### STATED PROBLEM
State how many lines in the entries below contain the string "white". Provide only the number.

### DATA EXCERPTS

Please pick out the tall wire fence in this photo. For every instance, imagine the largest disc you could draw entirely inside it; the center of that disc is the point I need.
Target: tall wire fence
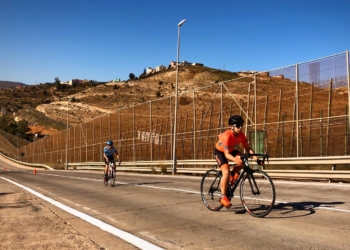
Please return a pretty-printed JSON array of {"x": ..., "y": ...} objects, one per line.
[{"x": 297, "y": 111}]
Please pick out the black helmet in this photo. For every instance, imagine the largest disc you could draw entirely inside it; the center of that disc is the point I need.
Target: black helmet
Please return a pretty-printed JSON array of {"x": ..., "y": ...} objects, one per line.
[{"x": 236, "y": 119}]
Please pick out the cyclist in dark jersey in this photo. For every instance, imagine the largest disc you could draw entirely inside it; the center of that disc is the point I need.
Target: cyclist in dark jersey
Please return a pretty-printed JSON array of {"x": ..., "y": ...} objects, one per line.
[
  {"x": 108, "y": 154},
  {"x": 226, "y": 149}
]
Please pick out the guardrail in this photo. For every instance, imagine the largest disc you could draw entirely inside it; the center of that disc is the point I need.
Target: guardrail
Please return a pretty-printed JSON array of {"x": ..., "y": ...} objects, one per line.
[
  {"x": 183, "y": 167},
  {"x": 27, "y": 164}
]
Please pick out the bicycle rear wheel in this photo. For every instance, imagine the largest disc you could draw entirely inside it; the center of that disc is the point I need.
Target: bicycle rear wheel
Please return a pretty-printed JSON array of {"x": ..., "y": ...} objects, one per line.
[
  {"x": 257, "y": 193},
  {"x": 113, "y": 177},
  {"x": 210, "y": 190}
]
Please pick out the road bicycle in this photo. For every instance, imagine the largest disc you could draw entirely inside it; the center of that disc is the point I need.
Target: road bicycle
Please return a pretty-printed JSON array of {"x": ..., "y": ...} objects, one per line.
[
  {"x": 257, "y": 191},
  {"x": 111, "y": 174}
]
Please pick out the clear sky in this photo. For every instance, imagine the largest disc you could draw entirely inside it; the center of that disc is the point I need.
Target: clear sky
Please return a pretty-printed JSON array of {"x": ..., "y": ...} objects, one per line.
[{"x": 106, "y": 39}]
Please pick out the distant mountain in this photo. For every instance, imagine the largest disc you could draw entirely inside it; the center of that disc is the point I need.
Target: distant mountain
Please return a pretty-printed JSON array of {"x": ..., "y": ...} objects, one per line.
[{"x": 8, "y": 84}]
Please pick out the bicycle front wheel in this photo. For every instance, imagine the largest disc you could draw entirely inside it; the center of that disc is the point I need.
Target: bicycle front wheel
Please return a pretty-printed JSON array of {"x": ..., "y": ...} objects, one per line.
[
  {"x": 210, "y": 190},
  {"x": 257, "y": 193}
]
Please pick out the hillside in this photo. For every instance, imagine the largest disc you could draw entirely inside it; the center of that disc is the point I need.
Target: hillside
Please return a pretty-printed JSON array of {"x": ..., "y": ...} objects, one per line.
[
  {"x": 96, "y": 101},
  {"x": 45, "y": 107}
]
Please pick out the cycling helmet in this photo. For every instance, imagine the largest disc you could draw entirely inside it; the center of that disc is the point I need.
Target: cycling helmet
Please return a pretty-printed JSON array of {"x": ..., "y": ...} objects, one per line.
[{"x": 236, "y": 119}]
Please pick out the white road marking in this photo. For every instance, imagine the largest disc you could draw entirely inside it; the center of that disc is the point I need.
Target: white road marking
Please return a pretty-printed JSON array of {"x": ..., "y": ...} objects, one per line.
[{"x": 132, "y": 239}]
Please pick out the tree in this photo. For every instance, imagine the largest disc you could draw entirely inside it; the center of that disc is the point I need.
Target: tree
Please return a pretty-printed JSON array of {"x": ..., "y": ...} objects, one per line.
[{"x": 131, "y": 76}]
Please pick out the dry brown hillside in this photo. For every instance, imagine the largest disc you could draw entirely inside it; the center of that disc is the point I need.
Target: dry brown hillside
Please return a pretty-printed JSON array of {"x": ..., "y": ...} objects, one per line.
[{"x": 106, "y": 98}]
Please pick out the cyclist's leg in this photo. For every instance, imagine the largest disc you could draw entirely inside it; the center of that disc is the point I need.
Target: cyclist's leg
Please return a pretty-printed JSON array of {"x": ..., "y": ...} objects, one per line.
[
  {"x": 225, "y": 169},
  {"x": 238, "y": 161}
]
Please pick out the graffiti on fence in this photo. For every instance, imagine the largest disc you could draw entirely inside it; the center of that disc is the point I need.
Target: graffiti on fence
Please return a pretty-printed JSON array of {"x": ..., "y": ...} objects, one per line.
[{"x": 147, "y": 136}]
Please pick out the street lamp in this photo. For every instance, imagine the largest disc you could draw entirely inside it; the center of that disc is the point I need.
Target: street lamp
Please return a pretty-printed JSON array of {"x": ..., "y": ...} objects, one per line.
[
  {"x": 67, "y": 133},
  {"x": 177, "y": 75}
]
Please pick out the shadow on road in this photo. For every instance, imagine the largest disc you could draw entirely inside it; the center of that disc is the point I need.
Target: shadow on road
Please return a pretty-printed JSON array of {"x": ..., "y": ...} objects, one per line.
[
  {"x": 299, "y": 209},
  {"x": 141, "y": 183}
]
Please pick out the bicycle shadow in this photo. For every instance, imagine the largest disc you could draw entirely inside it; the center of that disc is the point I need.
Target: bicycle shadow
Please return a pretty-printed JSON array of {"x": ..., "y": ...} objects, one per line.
[
  {"x": 300, "y": 209},
  {"x": 5, "y": 193},
  {"x": 290, "y": 209},
  {"x": 141, "y": 183}
]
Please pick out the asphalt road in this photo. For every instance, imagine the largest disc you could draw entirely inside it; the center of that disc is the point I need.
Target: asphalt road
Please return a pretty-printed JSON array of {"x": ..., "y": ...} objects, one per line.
[{"x": 167, "y": 211}]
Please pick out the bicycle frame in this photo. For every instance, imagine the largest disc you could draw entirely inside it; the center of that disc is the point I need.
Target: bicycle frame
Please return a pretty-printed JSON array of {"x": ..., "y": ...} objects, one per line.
[
  {"x": 257, "y": 192},
  {"x": 246, "y": 170}
]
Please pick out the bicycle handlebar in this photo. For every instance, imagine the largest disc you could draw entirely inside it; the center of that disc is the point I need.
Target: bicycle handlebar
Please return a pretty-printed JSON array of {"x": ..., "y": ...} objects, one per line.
[{"x": 264, "y": 156}]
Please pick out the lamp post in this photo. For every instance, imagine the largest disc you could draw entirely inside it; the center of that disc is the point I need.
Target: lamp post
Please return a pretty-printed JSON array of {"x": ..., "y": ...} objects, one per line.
[
  {"x": 176, "y": 87},
  {"x": 67, "y": 133}
]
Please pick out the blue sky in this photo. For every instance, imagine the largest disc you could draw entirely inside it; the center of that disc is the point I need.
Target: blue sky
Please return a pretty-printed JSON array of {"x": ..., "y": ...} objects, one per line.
[{"x": 103, "y": 39}]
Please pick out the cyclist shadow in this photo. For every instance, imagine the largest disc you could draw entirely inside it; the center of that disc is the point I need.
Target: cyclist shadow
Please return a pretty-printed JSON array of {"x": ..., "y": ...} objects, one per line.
[
  {"x": 290, "y": 209},
  {"x": 142, "y": 183},
  {"x": 300, "y": 209}
]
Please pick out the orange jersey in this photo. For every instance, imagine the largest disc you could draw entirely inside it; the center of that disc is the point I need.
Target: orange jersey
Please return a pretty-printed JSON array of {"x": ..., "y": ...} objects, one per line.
[{"x": 228, "y": 141}]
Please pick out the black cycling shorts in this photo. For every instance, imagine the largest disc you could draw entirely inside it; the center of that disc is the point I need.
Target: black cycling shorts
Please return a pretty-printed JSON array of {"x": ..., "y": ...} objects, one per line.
[{"x": 220, "y": 156}]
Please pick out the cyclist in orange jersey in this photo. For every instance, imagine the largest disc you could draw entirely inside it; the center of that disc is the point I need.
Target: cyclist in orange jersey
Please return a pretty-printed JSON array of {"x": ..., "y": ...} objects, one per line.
[{"x": 226, "y": 149}]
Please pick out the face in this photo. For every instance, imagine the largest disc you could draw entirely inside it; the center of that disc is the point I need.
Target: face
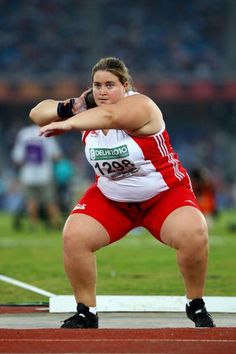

### EXERCISE SOLUTION
2